# Extracted data start

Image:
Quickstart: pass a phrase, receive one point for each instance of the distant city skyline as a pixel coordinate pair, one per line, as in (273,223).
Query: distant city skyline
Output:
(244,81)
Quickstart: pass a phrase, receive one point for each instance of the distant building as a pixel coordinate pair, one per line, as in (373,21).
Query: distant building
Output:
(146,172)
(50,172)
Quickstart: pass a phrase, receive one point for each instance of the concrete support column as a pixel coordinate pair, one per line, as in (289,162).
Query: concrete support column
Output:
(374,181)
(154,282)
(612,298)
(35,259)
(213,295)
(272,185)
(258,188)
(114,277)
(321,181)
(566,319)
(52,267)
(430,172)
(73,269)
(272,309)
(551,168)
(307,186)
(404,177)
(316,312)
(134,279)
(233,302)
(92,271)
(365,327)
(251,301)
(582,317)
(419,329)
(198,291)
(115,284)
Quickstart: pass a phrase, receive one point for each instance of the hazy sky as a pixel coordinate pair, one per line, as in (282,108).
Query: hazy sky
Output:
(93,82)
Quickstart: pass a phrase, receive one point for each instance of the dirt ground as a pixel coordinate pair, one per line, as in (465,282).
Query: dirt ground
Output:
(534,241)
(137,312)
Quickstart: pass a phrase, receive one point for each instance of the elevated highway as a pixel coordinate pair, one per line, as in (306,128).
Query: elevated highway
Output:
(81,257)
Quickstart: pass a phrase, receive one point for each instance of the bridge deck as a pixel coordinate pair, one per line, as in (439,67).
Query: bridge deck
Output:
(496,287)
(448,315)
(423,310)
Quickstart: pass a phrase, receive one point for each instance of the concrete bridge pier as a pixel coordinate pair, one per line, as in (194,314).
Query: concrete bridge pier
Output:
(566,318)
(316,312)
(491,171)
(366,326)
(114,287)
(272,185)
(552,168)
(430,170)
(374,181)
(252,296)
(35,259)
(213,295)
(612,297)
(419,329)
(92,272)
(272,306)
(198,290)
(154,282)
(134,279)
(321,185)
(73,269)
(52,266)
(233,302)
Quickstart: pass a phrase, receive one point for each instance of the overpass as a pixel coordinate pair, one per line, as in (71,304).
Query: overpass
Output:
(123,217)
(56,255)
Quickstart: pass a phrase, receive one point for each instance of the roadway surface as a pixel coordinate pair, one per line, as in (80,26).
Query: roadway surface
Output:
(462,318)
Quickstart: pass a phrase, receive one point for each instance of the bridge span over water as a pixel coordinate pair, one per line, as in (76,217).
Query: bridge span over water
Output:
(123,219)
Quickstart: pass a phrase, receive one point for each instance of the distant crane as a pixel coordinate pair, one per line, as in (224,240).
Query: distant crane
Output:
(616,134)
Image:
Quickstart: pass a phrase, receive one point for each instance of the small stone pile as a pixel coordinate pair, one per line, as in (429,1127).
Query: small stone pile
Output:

# Extracted data end

## What you have to do
Convert everything from the line containing "as in (80,26)." down to the last line of the rows, both included, into a numbered list with blank lines left out.

## Final answer
1. Quickstart: pass a phrase, receive one point for each instance of the roadway surface as a pixel coordinate pair, one per line, as in (80,26).
2. Query: roadway surface
3. Output:
4. (462,318)
5. Quickstart: pass a phrase, receive one point for each instance of the bridge span over water as a pixel coordinate pair, one per line, as in (76,217).
6. Query: bridge span over water
7. Output:
8. (123,219)
9. Quickstart: pass a phrase, receive one point for each instance of the distant crane as a pixel coordinate pair, one per line, as in (224,240).
10. Query: distant crane
11. Output:
12. (616,134)
13. Image:
14. Quickstart: pass a phrase, receive one point for each instance of the small stone pile as a pixel coordinate pair, one per line, as in (429,1127).
15. Query: small stone pile
16. Output:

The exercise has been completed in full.